The records below need retyping in full; give them again exactly.

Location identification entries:

- - - -

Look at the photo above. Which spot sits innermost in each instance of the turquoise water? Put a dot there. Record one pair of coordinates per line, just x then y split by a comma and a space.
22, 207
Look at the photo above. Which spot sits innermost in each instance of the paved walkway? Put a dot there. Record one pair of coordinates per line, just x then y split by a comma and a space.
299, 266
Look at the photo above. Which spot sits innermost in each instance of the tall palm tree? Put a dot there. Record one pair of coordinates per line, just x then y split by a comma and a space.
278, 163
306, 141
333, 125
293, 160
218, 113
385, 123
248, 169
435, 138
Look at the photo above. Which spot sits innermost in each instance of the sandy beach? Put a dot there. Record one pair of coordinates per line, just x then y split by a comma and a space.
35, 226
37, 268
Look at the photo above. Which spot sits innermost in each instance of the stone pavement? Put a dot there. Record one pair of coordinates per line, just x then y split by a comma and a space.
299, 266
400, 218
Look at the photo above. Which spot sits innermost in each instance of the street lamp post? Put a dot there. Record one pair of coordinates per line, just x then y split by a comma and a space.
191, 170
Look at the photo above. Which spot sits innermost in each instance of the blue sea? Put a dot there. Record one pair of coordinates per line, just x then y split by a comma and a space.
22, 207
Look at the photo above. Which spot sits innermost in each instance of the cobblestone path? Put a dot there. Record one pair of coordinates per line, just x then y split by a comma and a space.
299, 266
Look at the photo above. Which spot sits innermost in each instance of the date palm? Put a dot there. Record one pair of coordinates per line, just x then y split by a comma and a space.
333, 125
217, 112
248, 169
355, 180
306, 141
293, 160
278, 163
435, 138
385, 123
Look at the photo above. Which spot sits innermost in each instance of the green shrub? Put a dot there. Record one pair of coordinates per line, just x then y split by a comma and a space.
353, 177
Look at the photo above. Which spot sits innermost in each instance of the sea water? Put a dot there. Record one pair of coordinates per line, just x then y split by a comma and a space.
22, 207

- - - -

▸ TASK RESULT
Look at the photo above. Which spot sits innermost in each instance of the turquoise water? Put a dot there. Record one pair of coordinates per line, just x then y split by a comma and a space.
22, 207
Look at the photo above. Which spot sits innermost in each instance of the paved walkway? Put a dot there. Record one pair of coordinates per line, just x then y split by a comma and a space.
299, 266
Look at the photo above. Which spot sits innermost in each instance of the tall palm tree? Put a dot there. Record one pair of coordinates per line, just x then y split by a comma and a space.
278, 163
306, 141
333, 125
293, 160
218, 113
385, 123
248, 169
435, 138
Look at the photo above. Which spot sits innermost in each instance of the sandy beach? Put a dot there. Record one pair of coordinates per line, just x then y split by a comma and a space.
35, 226
37, 268
Look at the photo above. Which spot sits innermost in each instance of the stone pavement? Put a dot there. Record one pair of coordinates per line, just x then y split by a comma and a space.
299, 266
400, 218
Look at the photo above. Which spot sits innermost in each instance of the street lamp post? Put a dot there. Record one pair of coordinates per line, just x then y split by a comma and a space.
191, 170
Look at the photo above. Which spot sits innermost in each instance of the blue sea? Put a dot there. Record one pair of coordinates per line, just x then y split by a comma and a space.
22, 207
Look at the photo above. Which spot sits innermost in each instance of the cobblestone path? Put a dot there. Record one pair of coordinates per line, just x then y split by a comma and a space.
299, 266
Look at the photo above. Which spot sits innermost in each instance of the date palm? Put a dot there. Record one pair of coordinates per line, just x then y split by a comma and a space.
333, 125
217, 112
248, 169
355, 180
306, 141
293, 160
278, 163
435, 138
385, 123
Look at the photo above. Which spot sits innermost in each instance of the green shrub? Put a dot there. Record one pair of coordinates per line, just x then y split by a comma and a space.
353, 177
Look at the photo above. Which spot sits innermost in each instance of the sea water? Put a dot there. Record one pair of coordinates per line, just x then y split by a comma and a space.
22, 207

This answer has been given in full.